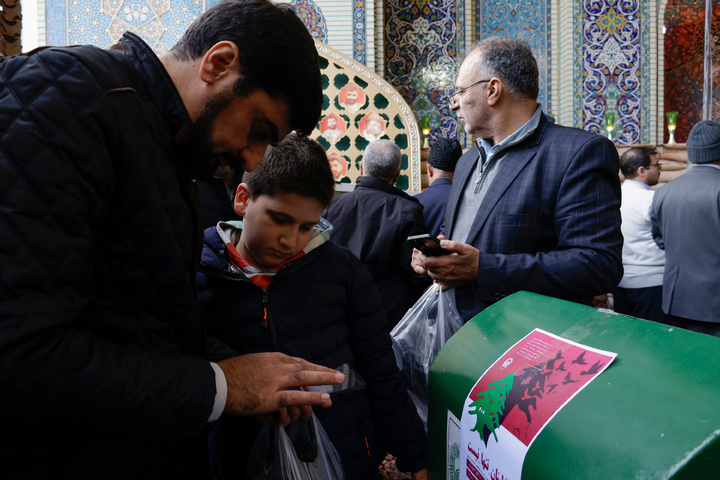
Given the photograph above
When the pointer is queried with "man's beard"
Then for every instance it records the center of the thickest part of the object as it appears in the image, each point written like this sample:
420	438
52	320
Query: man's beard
205	162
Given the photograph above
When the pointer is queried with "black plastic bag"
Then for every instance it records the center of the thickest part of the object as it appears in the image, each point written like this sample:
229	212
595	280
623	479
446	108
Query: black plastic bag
300	451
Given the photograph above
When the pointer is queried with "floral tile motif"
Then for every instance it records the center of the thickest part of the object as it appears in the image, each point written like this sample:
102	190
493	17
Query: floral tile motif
421	49
684	63
528	20
613	48
161	23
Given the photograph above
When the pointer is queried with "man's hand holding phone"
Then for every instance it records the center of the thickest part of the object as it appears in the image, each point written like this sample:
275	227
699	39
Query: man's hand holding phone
458	266
428	244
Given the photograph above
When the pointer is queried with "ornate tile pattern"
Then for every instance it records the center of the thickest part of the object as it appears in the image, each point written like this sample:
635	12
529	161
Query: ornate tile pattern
312	17
421	52
612	43
360	107
684	63
161	23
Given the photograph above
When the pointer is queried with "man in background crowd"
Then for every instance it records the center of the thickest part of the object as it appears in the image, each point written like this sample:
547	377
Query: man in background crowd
534	206
639	293
442	158
686	224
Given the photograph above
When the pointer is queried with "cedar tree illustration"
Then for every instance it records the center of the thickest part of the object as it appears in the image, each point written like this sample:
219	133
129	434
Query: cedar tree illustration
489	405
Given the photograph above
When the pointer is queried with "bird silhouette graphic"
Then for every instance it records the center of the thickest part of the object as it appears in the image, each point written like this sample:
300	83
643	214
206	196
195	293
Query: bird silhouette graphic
592	370
551	363
581	359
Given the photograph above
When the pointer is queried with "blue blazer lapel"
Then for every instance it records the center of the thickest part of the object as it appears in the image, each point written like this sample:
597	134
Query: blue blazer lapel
464	168
511	167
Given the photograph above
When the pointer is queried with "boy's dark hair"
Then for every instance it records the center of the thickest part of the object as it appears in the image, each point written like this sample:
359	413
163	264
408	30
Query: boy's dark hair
633	159
296	165
277	53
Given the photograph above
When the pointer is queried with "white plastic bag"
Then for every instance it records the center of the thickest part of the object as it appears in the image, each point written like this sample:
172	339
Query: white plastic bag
418	338
300	451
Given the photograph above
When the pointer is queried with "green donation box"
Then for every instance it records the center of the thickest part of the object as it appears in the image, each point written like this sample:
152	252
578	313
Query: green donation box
540	388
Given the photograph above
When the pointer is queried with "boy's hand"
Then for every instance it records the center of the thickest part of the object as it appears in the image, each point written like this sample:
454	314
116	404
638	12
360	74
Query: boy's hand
260	382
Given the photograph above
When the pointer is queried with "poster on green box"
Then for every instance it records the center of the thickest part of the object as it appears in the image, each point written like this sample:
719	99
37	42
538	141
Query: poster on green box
515	398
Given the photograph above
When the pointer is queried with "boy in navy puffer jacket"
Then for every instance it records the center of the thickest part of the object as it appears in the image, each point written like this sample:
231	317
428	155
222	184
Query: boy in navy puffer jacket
274	282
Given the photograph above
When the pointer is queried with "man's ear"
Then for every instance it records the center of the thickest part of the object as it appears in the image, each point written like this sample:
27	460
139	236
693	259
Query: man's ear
242	197
221	61
494	91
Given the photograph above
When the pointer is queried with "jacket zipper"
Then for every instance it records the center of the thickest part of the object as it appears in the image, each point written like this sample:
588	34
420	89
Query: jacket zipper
267	321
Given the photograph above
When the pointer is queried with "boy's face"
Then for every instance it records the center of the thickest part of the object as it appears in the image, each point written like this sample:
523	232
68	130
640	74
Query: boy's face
275	227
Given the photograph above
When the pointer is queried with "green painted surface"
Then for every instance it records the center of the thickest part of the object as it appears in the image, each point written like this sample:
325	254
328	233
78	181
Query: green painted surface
653	414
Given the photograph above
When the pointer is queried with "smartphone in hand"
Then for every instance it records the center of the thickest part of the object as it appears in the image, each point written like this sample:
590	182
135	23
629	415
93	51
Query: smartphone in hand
428	244
351	383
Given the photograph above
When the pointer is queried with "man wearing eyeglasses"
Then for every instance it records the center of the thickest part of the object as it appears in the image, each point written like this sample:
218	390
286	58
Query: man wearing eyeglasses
535	206
639	293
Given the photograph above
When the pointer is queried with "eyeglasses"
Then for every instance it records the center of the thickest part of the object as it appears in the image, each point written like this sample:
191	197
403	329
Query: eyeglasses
452	100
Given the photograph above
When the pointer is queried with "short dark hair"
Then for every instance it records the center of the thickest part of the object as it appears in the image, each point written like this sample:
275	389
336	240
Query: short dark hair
277	53
635	158
298	165
512	61
382	159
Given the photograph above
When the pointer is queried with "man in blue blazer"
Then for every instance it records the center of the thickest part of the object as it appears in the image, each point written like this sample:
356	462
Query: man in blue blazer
686	224
534	206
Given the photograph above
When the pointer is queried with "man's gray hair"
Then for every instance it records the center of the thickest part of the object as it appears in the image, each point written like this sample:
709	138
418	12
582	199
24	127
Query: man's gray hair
382	160
512	61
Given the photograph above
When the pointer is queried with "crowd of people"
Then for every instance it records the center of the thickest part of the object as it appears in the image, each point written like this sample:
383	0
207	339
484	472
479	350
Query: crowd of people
133	345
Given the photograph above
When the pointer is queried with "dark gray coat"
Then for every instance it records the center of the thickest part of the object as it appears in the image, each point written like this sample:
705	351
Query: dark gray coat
101	344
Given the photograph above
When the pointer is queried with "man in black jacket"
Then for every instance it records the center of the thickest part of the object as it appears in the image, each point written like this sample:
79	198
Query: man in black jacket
103	362
374	221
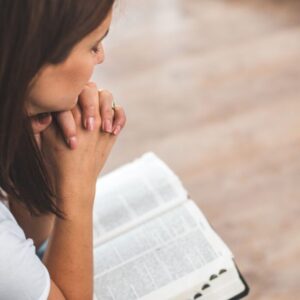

========

#### Goal of the exercise
Can you pull out every line of the listing above that contains the word "ornate" and copy each one?

#### Response for this exercise
When the pointer is queried with "ornate tile pattern"
Query: ornate tile pattern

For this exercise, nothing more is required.